(EXCERPTED PASSAGE)

Monday, December 12, 2011

Some things really are 'genetic'! And let's do something about them!

It's not exactly a secret that we are very skeptical about what we believe is the hyper-geneticizing of life, both in terms of what we think are simplistic evolutionary just-so scenarios, and raising of hopes for simplistic predictability between your genome and everything about you.

But our traits have to come from somewhere, and manifestly much of this is inherited and just as clearly much of this involves genes.  Not only do genes (here we use the term broadly for DNA-based functions, not just protein coding) carry out biological function, but variation in genes is causally associated with variation in function.  And, of course, our genomes evolved by processes that, yes, included natural selection.

Our point has consistently (we hope) been that evolutionary processes generally lead to more complex, multigenic, less causally deterministic traits than is the current working model (or hyperbole).  On the other hand, life is a spectrum of genetic causal effects.  Most are small, and the responsible variants rare and geographically local, and most traits are due to the aggregate effects of many genes.  But the spectrum has its more strongly causal segment as well.  Some traits really are genetic in all the usual senses of the term.   Included among them are many diseases, usually congenital, severe, and relatively rare in the population.

For these really genetic traits, one or a few genes are responsible, and for associated diseases perhaps specific variants in those genes.  These present completely appropriate (socially responsible as opposed to eugenic) targets for all sorts of intervention or preventive measures.  Here, we enter the realm of clear causation and hence focused technological approaches.  Simple causation of this kind is reasonably thought to be vulnerable to highly targeted gene-based pharmacology (serving as 'druggable' targets).  And these traits also are appropriate for gene therapy, that is, to try to replace a defective gene with a healthily functioning one. 

Now organisms don't like to be messed with, and often tend to resist, and individual defective cells may be located in inaccessible parts of the body, and so on.  But one should never bet against technology when it has, as in this case, an appropriate problem to solve.  For that reason, we have written and said elsewhere that one should not be too impatient at failures of Pharma or gene gene technology to solve these problems.  They are tough problems!  Still, don't bet against technology.

(End EXCERPTED PASSAGE)

● **EXERCISE OBJECTIVE**
Carry on the blog post on genetic traits, starting right after its final sentence. The records that follow are separate material, unrelated to the blog post on genetic traits.

(DATA FOR REVIEW)

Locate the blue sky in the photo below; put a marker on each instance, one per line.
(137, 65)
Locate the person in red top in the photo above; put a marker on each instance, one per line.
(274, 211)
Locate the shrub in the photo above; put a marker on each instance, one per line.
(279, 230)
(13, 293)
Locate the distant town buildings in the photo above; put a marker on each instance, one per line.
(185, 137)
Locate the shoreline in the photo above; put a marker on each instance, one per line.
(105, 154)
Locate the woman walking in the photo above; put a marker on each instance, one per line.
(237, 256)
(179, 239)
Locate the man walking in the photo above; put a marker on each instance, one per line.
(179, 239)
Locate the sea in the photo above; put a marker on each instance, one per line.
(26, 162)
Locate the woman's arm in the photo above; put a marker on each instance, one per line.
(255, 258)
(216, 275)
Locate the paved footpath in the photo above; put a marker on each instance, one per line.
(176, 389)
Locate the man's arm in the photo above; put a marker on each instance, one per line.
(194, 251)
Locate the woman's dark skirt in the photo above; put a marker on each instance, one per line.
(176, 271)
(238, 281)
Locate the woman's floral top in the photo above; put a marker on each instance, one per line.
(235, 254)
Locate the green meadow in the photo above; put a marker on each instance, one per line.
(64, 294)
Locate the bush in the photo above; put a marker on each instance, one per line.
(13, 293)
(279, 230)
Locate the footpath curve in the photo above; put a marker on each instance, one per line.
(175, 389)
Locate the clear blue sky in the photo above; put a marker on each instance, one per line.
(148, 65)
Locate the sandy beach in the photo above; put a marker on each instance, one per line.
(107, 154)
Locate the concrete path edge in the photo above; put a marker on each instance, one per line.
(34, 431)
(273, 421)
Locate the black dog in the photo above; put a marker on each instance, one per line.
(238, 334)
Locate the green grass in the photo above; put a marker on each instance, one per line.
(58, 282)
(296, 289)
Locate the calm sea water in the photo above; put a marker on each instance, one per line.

(End DATA FOR REVIEW)

● **FINAL ANSWER**
And here's a story about gene therapy that seems to be working.  The story, in yesterday's NYT, reports some success in treating Hemophilia B, a disease caused by mutations in the gene for Factor IX, an X-linked gene (so that the disease is almost exclusively found in males), that lead blood not to clot, because the missing protein is needed in the clotting interactions.  Hemophilia has storied associations with European royalty and hemophiliacs were tragically affected by needing transfusions that they received from donors affected with HIV, until such testing and screening became effective.  But if there is a single defective gene, an obvious thing to try is to develop a modified virus as a vector (carrier) of a healthy gene.  The virus is structured so that in a particular target cell (in this case, the liver) it will express the normal human gene, but will not be harmful itself.  In the trials that have just been reported, the newly expressed exogenously introduced gene produced the missing clotting factor, secreted it into the blood stream, and the patient's blood then could clot more or less normally.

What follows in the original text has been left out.